───── LISTED RECORDS ─────
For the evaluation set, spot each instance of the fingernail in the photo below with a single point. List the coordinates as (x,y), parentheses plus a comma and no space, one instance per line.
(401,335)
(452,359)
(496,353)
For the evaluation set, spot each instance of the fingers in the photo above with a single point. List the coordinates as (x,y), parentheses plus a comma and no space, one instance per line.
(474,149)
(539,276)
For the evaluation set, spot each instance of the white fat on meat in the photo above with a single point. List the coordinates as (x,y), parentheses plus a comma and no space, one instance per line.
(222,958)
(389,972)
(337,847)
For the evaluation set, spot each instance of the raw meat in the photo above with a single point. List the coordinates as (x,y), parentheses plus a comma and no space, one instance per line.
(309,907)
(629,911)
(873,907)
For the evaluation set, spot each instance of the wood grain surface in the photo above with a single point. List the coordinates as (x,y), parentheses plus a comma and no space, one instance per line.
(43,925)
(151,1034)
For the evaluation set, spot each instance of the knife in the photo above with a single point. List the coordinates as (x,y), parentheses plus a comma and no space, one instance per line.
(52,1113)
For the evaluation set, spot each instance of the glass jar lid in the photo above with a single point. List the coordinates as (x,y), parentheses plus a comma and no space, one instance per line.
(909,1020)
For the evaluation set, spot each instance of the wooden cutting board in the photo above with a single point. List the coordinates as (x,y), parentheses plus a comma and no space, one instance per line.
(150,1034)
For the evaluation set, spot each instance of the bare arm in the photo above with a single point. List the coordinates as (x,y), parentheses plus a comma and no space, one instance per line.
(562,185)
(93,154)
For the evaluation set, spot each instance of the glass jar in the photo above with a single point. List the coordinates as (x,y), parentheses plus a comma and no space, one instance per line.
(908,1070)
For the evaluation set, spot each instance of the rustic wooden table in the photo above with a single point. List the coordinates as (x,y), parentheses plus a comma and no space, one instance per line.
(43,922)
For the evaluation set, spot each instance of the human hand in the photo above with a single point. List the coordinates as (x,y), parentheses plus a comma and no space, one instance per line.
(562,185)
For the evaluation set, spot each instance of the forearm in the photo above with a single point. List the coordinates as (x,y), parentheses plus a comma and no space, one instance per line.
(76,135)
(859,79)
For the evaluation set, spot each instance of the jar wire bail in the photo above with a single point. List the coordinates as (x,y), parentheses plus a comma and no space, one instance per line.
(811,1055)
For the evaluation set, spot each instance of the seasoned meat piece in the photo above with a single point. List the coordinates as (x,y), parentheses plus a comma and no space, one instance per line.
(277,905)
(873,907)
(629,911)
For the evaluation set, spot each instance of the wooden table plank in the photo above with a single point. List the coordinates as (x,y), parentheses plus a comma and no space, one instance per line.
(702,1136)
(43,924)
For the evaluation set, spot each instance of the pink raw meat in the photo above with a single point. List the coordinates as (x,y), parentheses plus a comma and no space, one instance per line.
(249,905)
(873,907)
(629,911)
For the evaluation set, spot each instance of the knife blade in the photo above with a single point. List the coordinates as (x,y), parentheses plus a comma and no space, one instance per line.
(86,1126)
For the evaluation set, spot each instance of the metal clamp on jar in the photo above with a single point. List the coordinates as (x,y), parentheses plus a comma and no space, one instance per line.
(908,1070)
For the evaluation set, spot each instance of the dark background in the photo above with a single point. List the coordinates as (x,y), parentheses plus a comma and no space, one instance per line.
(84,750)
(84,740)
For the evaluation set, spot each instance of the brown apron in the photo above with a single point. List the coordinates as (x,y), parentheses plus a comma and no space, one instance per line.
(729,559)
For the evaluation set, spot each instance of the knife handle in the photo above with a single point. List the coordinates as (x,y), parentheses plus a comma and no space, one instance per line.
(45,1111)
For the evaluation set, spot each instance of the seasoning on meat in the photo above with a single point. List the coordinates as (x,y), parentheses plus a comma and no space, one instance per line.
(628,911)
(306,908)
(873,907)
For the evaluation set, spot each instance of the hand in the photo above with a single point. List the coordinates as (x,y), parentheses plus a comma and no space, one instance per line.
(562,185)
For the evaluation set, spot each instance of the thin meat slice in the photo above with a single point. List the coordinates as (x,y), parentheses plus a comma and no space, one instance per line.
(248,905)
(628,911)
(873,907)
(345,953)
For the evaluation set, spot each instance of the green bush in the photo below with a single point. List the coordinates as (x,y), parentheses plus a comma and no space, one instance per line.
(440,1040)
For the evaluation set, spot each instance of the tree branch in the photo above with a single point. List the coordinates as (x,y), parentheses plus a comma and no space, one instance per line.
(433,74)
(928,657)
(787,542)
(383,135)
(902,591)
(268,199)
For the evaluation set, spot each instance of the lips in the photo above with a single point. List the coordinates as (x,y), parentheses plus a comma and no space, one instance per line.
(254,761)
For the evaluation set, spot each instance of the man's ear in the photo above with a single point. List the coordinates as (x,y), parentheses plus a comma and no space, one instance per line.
─────
Echo back every line above word for word, in the original order.

For the evaluation set, spot each instance of the fingernail in the photo below with a single point. List the coordinates as (x,y), parentheses plus a comma and no space, one instance per line.
(401,335)
(452,359)
(496,353)
For the evaluation set, spot each instance of the fingers in the photo above with a single point. List the coordinates as (x,y), parentheses plus a comma and no space, one instance per line.
(474,149)
(539,276)
For the evaluation set, spot each instance of the white fat on meat in the photo above with a single point. List the coordinates as (x,y), parentheses plus a comma and no space, one instance per line.
(222,958)
(389,972)
(337,847)
For the evaluation set, spot each instance of the raw meat in the photo above with a single point. List the coordinates as (x,y), parentheses plus a comma and no space, one instance per line.
(309,907)
(629,911)
(873,907)
For the evaluation set, spot each instance of the wood grain surface in the photo above with a single point. List the coordinates as (x,y), parentheses plus a comma and no space, one instance per line.
(43,925)
(151,1034)
For the evaluation set, spot each instance of the knife in the photo above with a single point. List the coordinates as (x,y), parentheses plus a comma and no space, one instance per line.
(52,1113)
For the evaluation set, spot each instance of the glass jar lid in the photo above with a single point. List the coordinates as (x,y), parentheses plus a comma and no space, one instance per line.
(909,1020)
For the evaluation set, spot each instance of the wooden cutting board in the photo above with a single point. List the coordinates as (x,y), parentheses plus a comma and no space, one instance per line.
(150,1034)
For the evaluation set, spot each instance of the bare arm in the photo above with a single point. List the coordinates as (x,y), parentheses plus a comma and no space, one instance per line.
(562,185)
(93,154)
For the evaluation set, spot each instance of the glass jar in the photo above with a single point. List the coordinates as (x,y), parentheses plus a comma and no space, one instance per line.
(908,1070)
For the evaluation set, spot each instance of the rustic wooden table in the photo above with a single point. List the coordinates as (x,y), parentheses plus a comma and no space, one instance per line.
(43,922)
For the evaluation set, spot each instance of the human hand in the photo above with a single point. List the coordinates as (x,y), parentheses plus a comma and no space, one instance per line.
(562,185)
For the evaluation set, spot each instance of the forearm in the photo above with a single point. List the coordinates as (x,y), parentheses plus a comma and no space, one instance per line.
(76,135)
(859,79)
For the evaluation set, spot each instance of the jar wire bail in the photo above with a single point. List the coordinates as (x,y), parentheses plus a comma and no space, one instance per line.
(811,1055)
For the evaluation set, spot each instance of the seasoned meat piece in the photo above with a single point. List the coordinates as (x,y), parentheses plus a comma and no space, one instance per line.
(277,905)
(873,907)
(629,911)
For the evaluation set, spot each instance of the wooden table plank in the photo above with a single point. List the coordinates as (x,y), parentheses plus a comma and no space, one instance per line.
(702,1136)
(43,924)
For the evaluation set, spot each instance of the pink raw meat in the photo above with a single point. List the coordinates as (x,y), parentheses plus a comma and no space, one instance per line.
(249,905)
(873,907)
(629,911)
For the evaluation set, spot each instance of the knife blade in the photo above with a single point. List the coordinates as (x,y), parentheses plus a comma and no space, one instance per line.
(86,1126)
For the evaluation set, spot each instance of the metal clamp on jar in the photo above with a single point. List the coordinates as (x,y), parentheses plus a comma and no space, one instance per line.
(908,1070)
For the evaluation set, spot each instance of the dark background in the photo above with a single point. List the coordinates as (x,y), parentheses plus a comma and no space, one instance per line.
(84,750)
(84,740)
For the evaluation set, spot each instance of the brown apron in the photo above with a single point. List the coordinates as (x,y), parentheses plus a comma and no space, one instance per line.
(729,559)
For the evaluation set, spot each instance of the knife handle in the photo above with a single point. List the coordinates as (x,y), parentheses plus a comma and no space, one instance per line.
(45,1111)
For the evaluation set, spot each instance of the seasoning on meat in the photo above with a single point. List the coordinates as (x,y), parentheses plus a comma and no space, one instance per line.
(628,911)
(306,908)
(873,907)
For the evaluation set, spot each instance of the hand in the photo above with a single point. List the coordinates as (x,y), parentheses plus a comma and no space, one instance per line.
(562,185)
For the evaluation set, spot each instance of the thin meat slice in the photo above with a single point. List the coordinates as (x,y), parentheses plus a comma and no space, one instance per line.
(248,905)
(628,911)
(873,907)
(345,953)
For the evaluation set, spot each instance of the green bush in the photo below with a single point. List the coordinates as (x,y), parentheses plus a comma and no space, one instance per line.
(440,1040)
For the evaluation set, spot each instance of the tree branch in the photo above with a single point. List the coordinates as (x,y), parentheses plus a comma and no space, one instance per line.
(433,74)
(928,657)
(787,542)
(383,135)
(902,591)
(268,199)
For the evaluation set, spot each instance of the lips in the photo above with a single point. List the coordinates as (x,y), parentheses plus a comma and no space, one instance per line.
(254,761)
For the evaluation set, spot each instance of the man's ear in the photo above with a single point. List the coordinates as (x,y), parentheses plus a comma and no space, one instance per line.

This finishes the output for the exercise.